====== READING PASSAGE

Alzheimer's disease (AD) is the most prevalent neurodegenerative disorder in the world which causes dementia and affects about 36 million people worldwide. The pathogenesis is still unclear, although may support the Amyloid cascade theory, which is based on abnormal APP processing and clearance, leading to the formation of toxic amyloid oligomers, fibrils and extracellular amyloid plaques. Amyloid seems to trigger the tau protein dependent neurofibrillary pathology, which is another pathological hallmark of AD. The whole process is long-lasting and may start decades before the first disease symptoms occur. In spite of enormous research efforts, so far no efficient treatment is available. For successful drug development, validated predictive animal models are needed. Animal models mimicking human Alzheimer's Disease allow us to test therapeutic potentials and investigate disease progression, contributing to improvement of quality of life for humans.
Acroscell currently offers research with several different APP transgenic rodent models which are different in the time course of development of onset of Abeta-pathology, progression pattern, neuro-inflammation and cognitive deficits. In addition, an advanced model of tau-pathology is available. In these mice a tetracycline responsive element allows control of tau expression (TET-off).
Whether it is in vitro or in vivo electrophysiological approaches, whole animal behavior or molecular biology techniques, our research teams will provide expert consultancy in putting together the study proposal you require, and our investigators will then rapidly deliver data of the highest quality to drive forward your research programs.
Genetically modified rodent models, expressing human (wild type or mutated) APP or human Tau (wildtype or mutated) replicate aspects of the pathogenetic cascade and provide useful tools for assessing the therapeutic potential of new treatment strategies.
The value of these models is critically depending on the experience and skills of the investigators, strictly following principles of good scientific practice. Acroscell provides fully blinded randomized studies, based on power calculation. Acroscell has extensive experience in delivering first class preclinical translational research into the study, treatment and prevention of neurodegenerative disorders, particularly around amyloid based animal models of Alzheimer's disease.

============
====== EXTRACTED DATA

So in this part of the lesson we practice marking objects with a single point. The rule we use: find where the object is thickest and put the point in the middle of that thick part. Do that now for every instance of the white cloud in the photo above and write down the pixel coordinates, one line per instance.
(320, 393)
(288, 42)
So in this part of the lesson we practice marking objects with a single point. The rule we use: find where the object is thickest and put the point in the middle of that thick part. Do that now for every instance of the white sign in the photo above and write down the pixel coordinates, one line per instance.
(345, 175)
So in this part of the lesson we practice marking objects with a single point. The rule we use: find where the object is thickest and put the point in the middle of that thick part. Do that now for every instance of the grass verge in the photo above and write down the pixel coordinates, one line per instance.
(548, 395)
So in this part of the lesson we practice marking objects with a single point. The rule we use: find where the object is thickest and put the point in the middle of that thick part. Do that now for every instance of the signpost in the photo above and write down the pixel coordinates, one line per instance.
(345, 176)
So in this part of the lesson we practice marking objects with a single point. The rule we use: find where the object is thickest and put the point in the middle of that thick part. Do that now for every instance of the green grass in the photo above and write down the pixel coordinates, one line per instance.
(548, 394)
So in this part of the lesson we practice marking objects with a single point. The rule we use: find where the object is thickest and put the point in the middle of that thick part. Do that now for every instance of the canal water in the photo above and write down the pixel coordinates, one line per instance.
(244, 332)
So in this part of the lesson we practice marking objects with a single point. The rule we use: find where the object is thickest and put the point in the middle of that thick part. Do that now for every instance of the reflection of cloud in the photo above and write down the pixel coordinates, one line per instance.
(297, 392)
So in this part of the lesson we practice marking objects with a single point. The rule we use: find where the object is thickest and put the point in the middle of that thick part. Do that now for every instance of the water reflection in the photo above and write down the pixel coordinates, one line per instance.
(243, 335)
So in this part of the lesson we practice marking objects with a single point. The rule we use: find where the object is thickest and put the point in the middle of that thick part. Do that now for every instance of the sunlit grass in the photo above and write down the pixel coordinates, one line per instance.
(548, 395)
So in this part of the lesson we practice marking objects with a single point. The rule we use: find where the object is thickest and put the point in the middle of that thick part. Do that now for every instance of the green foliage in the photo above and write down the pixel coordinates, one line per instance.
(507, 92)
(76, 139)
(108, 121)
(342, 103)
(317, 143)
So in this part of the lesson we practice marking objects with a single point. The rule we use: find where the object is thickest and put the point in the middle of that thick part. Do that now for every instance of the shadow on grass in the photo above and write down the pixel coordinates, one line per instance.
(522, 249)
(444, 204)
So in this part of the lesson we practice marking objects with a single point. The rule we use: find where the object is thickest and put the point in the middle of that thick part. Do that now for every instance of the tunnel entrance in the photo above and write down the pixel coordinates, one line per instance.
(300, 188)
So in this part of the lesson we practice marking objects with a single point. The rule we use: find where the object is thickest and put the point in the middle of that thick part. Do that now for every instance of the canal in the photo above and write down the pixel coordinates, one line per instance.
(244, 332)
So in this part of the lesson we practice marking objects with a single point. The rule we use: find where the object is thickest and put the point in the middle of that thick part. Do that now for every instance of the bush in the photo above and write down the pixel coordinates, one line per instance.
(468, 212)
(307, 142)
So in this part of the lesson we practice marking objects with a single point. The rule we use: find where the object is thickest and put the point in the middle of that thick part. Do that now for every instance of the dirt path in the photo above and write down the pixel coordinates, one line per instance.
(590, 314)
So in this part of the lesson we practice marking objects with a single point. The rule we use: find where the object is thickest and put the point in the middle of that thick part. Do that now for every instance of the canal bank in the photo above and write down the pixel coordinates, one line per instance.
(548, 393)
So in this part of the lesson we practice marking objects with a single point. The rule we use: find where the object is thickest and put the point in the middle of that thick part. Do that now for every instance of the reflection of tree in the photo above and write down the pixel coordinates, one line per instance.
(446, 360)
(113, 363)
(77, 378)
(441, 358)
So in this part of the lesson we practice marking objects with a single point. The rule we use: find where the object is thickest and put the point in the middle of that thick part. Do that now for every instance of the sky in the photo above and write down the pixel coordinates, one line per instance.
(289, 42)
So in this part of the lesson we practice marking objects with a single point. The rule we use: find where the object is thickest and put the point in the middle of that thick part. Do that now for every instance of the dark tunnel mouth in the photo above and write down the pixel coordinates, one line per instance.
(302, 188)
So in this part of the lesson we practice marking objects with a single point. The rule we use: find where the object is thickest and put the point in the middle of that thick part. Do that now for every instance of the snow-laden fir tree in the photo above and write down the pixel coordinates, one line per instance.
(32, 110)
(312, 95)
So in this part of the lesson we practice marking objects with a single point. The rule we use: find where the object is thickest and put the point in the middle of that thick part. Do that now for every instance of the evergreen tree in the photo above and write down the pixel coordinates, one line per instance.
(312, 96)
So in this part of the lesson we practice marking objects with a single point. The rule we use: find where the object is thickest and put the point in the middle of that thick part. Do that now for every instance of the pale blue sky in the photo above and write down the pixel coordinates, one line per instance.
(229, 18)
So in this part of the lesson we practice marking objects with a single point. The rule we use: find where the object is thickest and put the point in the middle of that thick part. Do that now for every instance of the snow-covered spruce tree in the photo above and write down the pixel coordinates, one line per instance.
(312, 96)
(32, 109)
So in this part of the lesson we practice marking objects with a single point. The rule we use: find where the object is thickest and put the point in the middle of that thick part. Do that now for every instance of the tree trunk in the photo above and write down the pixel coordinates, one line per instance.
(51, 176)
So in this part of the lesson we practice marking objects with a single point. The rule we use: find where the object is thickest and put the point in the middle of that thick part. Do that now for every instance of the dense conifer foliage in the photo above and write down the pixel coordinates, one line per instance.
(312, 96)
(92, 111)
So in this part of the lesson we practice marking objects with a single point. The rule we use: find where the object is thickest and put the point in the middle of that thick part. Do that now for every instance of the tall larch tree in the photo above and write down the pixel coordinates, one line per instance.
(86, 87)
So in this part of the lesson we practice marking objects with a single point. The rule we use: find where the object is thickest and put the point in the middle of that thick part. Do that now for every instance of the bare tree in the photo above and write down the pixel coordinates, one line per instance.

============

> LIST OF TASKS:
A - Translate this sentence from the Alzheimer's disease models text into Spanish: "In spite of enormous research efforts, so far no efficient treatment is available."
B - Please carry the Alzheimer's disease models text forward from its final sentence with a further passage.

> RESULTS OF THE EXERCISE:
A - A pesar de los enormes esfuerzos de investigación, hasta ahora no se dispone de ningún tratamiento eficaz.

B -
Fig. 1 Immunohistochemistry of the hippocampus and the cortex of an APP+PS1 (A), APP21 (B) and WT (C) rat using 6E10 monoclonal antibody raised against Aβ. Brown staining indicates the presence of Aβ.
In order to properly examine the disease, ideal animal models of AD would need to exhibit these;
Developing Aβ plaques and CAA;
Predominantly producing high-dose Aβ 42;
Promoting Aβ oligomer formation;
Producing intraneuronal accumulation of Aβ;
Inducing hyperphosphorylation of tau and developing intraneuronal tangles;
Enhancing neurodegeneration with synaptic loss, axonal damage, and defects in neurogenesis; Showing behavioral (learning and memory) and electrophysiological (LTP, synaptic plasticity) impairments that correspond to the pattern of neurodegeneration.
Since the ﬁrst murine model of AD was reported one and a half decades ago, many other models have been generated by modiﬁcation of transgenes that cause familial AD. These models have contributed to signiﬁcant basic research and numerous therapeutic innovations to treat AD and halt disease progression. Although most of the models mirror featured aspects of AD pathogenesis such as β -amyloidosis, NFT formation, cognitive dysfunction, and/or synaptic loss, no perfect model matching human AD is currently available.
Fig. 2 Barnes Maze results
Therefore, it is necessary to choose an animal model of AD that is appropriate and best ﬁt for the study- speciﬁc aims, symptom components, and outcomes. The most popular animal models of AD are Tg mice overexpressing APP, PS-1, and/or PS-2 with single or multiple FAD-linked mutations. APP Tg and APP/PS double-Tg mice exhibit key features of AD such as high levels of Aβ and formation of Aβ deposition, but NFTs are not generated. Therefore, mouse models overexpressing tau or a mutant form of tau with NFT formation are utilized to investigate the role of tau dysfunction and NFTs. Although severe neuronal loss is not found in any current mouse model, impaired neurogenesis is observed in some of the models.
Since no model perfectly matching human AD is currently available, it is important to choose an appropriate model to ﬁt a speciﬁc research target. Acroscell has experienced experts to work with you to choose and develop the most appropriate Alzheimer's Disease model for your studies, and help you set up a detailed study plan.
Klakotskaia D, et al. Memory deficiency, cerebral amyloid angiopathy, and amyloid-β plaques in APP+PS1 double transgenic rat model of Alzheimer's disease. PLoS One. 2018; 13: 1–16.